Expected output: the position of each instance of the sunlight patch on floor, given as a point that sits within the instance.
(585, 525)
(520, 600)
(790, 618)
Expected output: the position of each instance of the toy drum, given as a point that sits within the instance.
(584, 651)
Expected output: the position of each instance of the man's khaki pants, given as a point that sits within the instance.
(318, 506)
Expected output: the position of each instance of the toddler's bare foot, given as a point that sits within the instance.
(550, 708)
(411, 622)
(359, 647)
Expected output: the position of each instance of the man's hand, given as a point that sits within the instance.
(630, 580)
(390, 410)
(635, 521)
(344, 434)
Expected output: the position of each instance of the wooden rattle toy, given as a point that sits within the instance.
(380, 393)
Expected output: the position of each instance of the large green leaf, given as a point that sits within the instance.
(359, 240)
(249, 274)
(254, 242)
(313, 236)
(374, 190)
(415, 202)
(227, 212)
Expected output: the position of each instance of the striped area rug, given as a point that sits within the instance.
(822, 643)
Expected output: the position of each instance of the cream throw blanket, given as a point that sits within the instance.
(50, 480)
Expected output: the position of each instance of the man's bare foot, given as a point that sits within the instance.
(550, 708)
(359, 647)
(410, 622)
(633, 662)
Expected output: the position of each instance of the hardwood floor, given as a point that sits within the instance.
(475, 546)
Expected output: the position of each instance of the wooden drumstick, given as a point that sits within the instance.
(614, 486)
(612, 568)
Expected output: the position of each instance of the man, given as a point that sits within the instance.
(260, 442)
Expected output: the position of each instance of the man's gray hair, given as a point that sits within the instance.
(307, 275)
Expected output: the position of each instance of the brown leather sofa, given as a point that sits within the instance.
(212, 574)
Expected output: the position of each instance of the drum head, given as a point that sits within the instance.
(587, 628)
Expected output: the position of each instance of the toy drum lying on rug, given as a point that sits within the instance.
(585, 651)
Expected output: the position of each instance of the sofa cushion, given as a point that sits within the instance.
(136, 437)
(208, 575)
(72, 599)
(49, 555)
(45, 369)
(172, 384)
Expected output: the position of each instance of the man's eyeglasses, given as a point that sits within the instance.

EXERCISE >> Repeat the data. Keep every word the same.

RESULT FOR THIS TASK >>
Expected output: the position of each instance of the sunlight patch on floor, given as a point that sits within the instance.
(585, 525)
(520, 600)
(790, 618)
Expected output: the position of each instance of the toy drum, given as a point that sits within the instance.
(584, 651)
Expected output: the position of each instance of the man's khaki pants, given as a point that sits within the instance.
(318, 506)
Expected output: the position of each instance of the toddler's bare foot, given as a point that sits within the instance.
(550, 708)
(411, 622)
(359, 647)
Expected output: the position of each instance of the man's hand, given as a point that sits within the instance.
(630, 580)
(390, 410)
(635, 521)
(344, 434)
Expected output: the position of each instance of the wooden rattle toy, given as a point that sits within the instance.
(380, 393)
Expected output: the position of each instance of the large green leaf, given as a point that sits within the instance.
(359, 240)
(249, 274)
(254, 242)
(313, 236)
(374, 190)
(415, 202)
(227, 212)
Expected output: the position of each instance of the striped area rug, given as a point that sits within the instance.
(822, 643)
Expected output: the position of each instance of the cream throw blanket, given as a point that sits within the instance.
(50, 480)
Expected output: the position of each instance of the man's bare foot, given as a point that sits within the instance.
(550, 708)
(359, 647)
(410, 622)
(633, 662)
Expected output: the position of each instance of the hardwood floor, given as a point that sits within the instance.
(475, 546)
Expected output: the position of each instance of the wooden drumstick, given as a point that sits within the instance.
(614, 486)
(612, 568)
Expected output: the position of each instance of the man, given as a point that sits within the instance.
(260, 442)
Expected output: the position of each instance of the man's gray hair, given as a point that sits within the instance.
(307, 275)
Expected output: the position of each instance of the brown leather sofa, given as a point that sits within the instance.
(212, 574)
Expected output: the position of each instance of the drum head, given as a point that sits within the instance.
(587, 628)
Expected output: the position of each instance of the toy drum lying on rug, given as a point that sits within the instance.
(585, 651)
Expected output: the position of each instance of the sofa cushion, given as a point that sits within the instance.
(136, 437)
(208, 575)
(72, 599)
(49, 555)
(45, 369)
(172, 384)
Expected output: the position of each instance of the man's eyeglasses, given as a point that sits within the instance.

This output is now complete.